» **Written task**
Scale the lines starting with the first one and going on through the line with "[[4, 4], [1, 19], [1, 140], [18, 138], [18, 1]]", both ends included, and write them all out again, requests included. Multiply every coordinate in the answers by 1.1 and round each result to a whole number, with halves rounded up.

━━ Task material

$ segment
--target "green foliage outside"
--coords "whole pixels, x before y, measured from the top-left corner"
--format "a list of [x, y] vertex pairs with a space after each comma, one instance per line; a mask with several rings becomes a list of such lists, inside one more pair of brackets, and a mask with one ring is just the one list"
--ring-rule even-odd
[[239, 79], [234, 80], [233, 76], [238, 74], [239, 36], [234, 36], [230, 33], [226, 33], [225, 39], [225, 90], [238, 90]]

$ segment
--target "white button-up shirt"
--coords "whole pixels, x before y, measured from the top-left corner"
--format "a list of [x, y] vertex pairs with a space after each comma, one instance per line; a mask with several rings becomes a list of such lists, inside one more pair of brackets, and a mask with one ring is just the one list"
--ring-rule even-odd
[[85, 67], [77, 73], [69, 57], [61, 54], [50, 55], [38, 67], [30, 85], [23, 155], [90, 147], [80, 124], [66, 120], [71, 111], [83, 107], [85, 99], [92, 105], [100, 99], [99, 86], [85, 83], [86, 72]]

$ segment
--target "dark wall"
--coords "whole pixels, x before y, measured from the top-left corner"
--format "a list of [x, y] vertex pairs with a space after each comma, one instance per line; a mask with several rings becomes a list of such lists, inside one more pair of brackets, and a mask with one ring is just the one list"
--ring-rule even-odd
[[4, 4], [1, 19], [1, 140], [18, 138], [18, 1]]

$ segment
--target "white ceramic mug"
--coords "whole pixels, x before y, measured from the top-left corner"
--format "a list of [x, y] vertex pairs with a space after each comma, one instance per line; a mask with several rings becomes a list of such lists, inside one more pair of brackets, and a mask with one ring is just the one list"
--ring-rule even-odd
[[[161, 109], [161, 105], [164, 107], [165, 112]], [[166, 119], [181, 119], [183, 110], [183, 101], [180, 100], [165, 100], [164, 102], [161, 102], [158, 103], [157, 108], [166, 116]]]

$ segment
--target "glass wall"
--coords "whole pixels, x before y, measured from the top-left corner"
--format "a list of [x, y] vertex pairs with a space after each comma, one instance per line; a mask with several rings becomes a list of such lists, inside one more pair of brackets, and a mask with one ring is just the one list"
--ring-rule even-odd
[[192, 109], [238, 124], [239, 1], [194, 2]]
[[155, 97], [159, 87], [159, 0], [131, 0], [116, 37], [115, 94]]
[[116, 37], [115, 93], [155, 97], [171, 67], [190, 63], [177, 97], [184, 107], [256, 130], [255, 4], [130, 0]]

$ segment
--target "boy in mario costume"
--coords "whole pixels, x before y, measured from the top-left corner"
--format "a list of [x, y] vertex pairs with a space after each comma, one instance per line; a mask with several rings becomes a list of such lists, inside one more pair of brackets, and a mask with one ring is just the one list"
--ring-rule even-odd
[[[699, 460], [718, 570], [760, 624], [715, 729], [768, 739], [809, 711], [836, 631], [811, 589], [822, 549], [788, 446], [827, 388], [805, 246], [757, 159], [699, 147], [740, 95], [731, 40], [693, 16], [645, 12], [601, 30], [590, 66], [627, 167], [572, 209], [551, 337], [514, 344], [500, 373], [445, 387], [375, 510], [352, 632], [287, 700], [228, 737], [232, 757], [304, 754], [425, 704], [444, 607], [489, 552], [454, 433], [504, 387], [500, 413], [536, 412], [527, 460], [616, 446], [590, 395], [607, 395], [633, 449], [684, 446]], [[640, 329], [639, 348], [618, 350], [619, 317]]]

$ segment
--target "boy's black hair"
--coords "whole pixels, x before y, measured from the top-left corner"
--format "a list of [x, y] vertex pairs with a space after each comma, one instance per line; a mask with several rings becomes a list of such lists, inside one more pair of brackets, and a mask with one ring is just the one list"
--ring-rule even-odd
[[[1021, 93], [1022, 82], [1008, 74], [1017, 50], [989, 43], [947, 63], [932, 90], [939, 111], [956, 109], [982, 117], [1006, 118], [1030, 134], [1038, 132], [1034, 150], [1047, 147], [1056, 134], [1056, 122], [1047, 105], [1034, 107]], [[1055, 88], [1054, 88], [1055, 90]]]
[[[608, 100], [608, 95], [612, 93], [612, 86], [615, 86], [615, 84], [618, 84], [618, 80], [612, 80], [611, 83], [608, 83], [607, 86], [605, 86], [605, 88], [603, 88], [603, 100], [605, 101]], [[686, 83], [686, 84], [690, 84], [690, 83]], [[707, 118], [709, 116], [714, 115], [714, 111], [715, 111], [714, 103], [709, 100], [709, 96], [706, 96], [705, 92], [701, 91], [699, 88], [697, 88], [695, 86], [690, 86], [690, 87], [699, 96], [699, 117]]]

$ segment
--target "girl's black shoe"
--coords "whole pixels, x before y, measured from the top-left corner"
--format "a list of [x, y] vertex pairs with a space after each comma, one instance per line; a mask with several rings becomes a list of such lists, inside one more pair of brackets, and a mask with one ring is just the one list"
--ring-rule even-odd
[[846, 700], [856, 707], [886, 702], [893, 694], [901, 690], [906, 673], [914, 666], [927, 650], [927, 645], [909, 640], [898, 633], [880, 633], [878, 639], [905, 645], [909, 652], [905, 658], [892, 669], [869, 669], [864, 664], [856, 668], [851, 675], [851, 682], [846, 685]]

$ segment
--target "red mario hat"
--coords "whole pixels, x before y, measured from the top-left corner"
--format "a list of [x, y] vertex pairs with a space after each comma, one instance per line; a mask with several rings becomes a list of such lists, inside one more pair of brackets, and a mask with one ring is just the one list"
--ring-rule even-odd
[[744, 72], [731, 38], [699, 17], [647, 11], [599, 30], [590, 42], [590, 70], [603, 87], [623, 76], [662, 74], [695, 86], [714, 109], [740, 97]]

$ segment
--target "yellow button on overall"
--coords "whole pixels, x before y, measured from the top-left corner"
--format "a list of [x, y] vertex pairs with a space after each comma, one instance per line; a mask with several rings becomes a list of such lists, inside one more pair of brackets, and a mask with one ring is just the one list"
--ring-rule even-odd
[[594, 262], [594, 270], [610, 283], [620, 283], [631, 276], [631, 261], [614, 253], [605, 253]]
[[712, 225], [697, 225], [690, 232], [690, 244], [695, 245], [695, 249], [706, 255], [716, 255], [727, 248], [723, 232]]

━━━━

» **Expected answer**
$ segment
--target "green foliage outside"
--coords "whole pixels, x before y, measured from the top-left corner"
--format "a list of [x, y] vertex pairs with a space after each comma, one instance per line; a mask with several rings becomes a list of such lists, inside one more pair of brackets, and a mask with one ring is just the one list"
--ring-rule even-odd
[[263, 87], [257, 88], [256, 84], [262, 81], [263, 40], [257, 40], [253, 36], [249, 36], [248, 43], [248, 99], [262, 99]]

$ segment
--target "white button-up shirt"
--coords "whole pixels, x before y, measured from the top-left corner"
--format "a list of [x, y] vertex pairs with a space after each comma, one instance per line; a mask with several rings becomes a list of such lists, inside one more pair of brackets, and a mask with one ring is just the one list"
--ring-rule even-odd
[[94, 74], [85, 80], [76, 63], [67, 59], [55, 61], [42, 74], [33, 94], [25, 171], [99, 162], [88, 136], [73, 132], [78, 122], [91, 118], [94, 109], [101, 116], [110, 109], [109, 95], [94, 91], [95, 79]]

$ segment
--target "dark wall"
--coords "whole pixels, x before y, measured from the top-left corner"
--format "a list of [x, y] vertex pairs with a space after each comma, one instance per line; a mask with several rings becomes a list of such lists, inside one more pair of brackets, and a mask with one ring is just the one list"
--ring-rule even-odd
[[4, 4], [1, 21], [1, 154], [20, 152], [20, 1]]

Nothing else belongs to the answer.